[Task prompt] Rewrite the data starting at the beginning and ending at the line that contains "111L223 103L219 118ZM200", swapping "rough mask" for "coarse mask" and leaving everything else unchanged. Omit the pictures from your answer.

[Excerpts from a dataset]
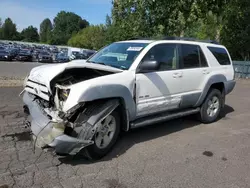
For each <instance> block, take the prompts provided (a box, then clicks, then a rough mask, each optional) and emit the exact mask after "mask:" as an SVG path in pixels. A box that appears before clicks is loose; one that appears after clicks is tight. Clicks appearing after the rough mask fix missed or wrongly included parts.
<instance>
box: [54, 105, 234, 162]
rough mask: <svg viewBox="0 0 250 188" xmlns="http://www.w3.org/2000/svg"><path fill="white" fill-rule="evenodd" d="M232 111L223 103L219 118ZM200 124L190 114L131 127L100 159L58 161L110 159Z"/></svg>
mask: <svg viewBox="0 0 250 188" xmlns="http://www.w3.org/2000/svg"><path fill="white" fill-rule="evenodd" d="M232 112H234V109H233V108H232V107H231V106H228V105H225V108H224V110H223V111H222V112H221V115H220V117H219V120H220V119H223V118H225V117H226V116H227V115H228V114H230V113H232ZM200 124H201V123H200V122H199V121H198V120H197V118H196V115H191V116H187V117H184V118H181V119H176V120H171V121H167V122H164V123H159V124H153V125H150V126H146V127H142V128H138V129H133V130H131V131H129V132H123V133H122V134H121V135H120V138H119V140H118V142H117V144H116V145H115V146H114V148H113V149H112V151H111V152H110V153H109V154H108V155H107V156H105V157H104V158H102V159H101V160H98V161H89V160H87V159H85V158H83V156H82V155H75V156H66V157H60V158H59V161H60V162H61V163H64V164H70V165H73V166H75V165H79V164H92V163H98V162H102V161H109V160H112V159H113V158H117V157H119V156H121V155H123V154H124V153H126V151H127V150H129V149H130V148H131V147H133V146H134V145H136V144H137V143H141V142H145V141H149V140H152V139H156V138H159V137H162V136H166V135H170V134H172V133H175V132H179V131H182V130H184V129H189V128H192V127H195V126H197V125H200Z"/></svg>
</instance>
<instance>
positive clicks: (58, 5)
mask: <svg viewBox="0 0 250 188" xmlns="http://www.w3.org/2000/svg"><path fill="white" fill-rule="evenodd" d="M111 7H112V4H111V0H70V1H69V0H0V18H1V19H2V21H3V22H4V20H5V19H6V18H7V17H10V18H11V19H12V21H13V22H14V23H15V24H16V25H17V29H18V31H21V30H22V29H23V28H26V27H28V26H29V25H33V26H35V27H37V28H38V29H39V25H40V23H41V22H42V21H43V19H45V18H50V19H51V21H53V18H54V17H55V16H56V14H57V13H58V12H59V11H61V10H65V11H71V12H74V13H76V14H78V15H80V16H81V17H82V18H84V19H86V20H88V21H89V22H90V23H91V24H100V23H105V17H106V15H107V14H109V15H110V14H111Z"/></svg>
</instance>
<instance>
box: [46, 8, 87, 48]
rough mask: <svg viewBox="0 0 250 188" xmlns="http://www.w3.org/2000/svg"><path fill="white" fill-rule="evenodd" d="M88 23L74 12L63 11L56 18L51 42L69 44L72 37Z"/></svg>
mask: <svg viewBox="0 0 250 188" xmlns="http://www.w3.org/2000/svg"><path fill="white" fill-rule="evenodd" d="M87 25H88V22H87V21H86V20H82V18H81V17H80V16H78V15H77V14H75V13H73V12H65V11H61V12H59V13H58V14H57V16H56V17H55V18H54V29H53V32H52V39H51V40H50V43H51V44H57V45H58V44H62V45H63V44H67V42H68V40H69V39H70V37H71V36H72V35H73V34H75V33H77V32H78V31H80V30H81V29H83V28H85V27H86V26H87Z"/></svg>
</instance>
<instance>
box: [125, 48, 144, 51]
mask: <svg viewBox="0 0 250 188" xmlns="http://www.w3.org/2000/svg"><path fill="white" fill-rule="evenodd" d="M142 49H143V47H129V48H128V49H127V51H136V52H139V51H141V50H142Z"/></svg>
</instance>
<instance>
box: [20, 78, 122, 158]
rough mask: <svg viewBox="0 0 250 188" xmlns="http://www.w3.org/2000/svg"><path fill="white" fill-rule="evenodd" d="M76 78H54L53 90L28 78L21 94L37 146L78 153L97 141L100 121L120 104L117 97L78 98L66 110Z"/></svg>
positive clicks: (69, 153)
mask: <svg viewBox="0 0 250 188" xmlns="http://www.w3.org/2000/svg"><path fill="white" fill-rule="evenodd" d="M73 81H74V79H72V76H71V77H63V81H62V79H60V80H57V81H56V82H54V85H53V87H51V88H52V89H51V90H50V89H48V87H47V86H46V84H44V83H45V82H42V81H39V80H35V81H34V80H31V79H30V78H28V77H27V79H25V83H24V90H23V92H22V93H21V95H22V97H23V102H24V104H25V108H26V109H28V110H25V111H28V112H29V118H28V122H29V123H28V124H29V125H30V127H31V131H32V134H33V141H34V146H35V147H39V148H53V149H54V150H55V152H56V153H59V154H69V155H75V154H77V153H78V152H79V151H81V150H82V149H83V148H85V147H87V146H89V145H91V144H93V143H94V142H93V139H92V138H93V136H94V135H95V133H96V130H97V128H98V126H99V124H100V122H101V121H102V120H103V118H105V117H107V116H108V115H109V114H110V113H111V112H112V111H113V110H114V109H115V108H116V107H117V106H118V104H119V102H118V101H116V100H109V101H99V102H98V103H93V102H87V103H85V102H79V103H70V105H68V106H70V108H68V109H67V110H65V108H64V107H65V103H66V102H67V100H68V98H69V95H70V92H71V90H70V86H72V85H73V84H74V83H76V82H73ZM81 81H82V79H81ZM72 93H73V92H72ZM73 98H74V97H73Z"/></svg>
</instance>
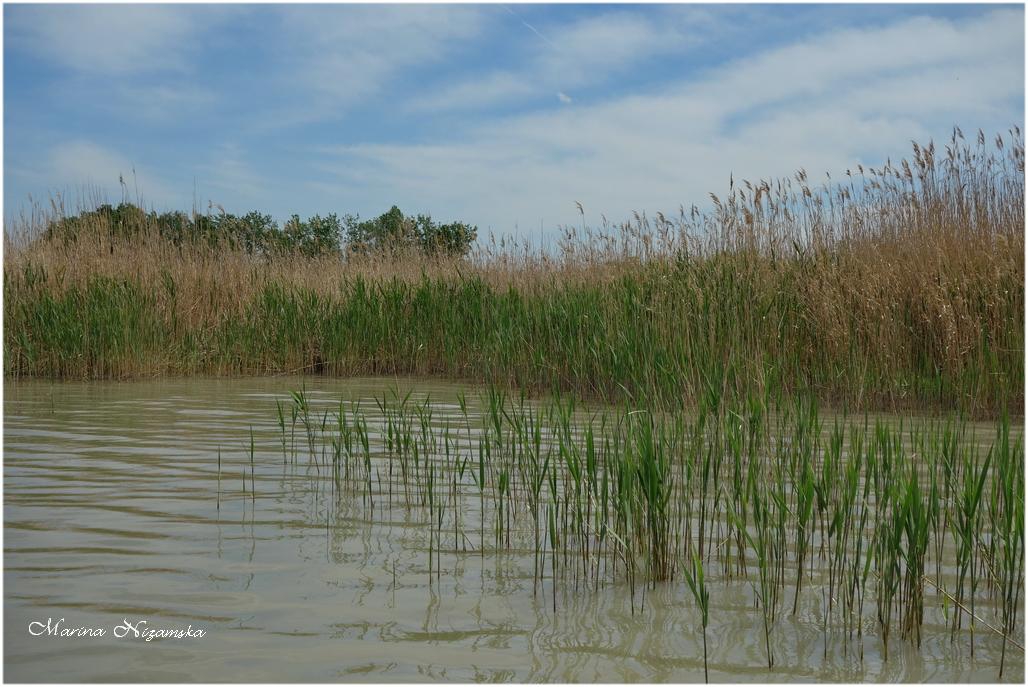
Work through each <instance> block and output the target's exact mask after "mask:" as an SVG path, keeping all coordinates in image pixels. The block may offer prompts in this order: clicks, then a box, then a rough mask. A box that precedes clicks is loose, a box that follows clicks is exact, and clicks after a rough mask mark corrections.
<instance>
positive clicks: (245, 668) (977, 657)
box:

[Solved exercise]
For each <instance> block, take the prompts provided (a box, then clicks, then a coarse mask, each optional) and emit the exact mask after "mask:" as an SVG path in pixels. A box that appears before clicks is loose; one that appears after clicks is tight. Clicks appearing after the coarse mask fix missed or wrongly included parts.
<instance>
box: [54, 105, 234, 162]
coarse mask: <svg viewBox="0 0 250 188" xmlns="http://www.w3.org/2000/svg"><path fill="white" fill-rule="evenodd" d="M232 111L223 103L219 118ZM200 124L190 114L131 127L100 159L58 161L110 159Z"/></svg>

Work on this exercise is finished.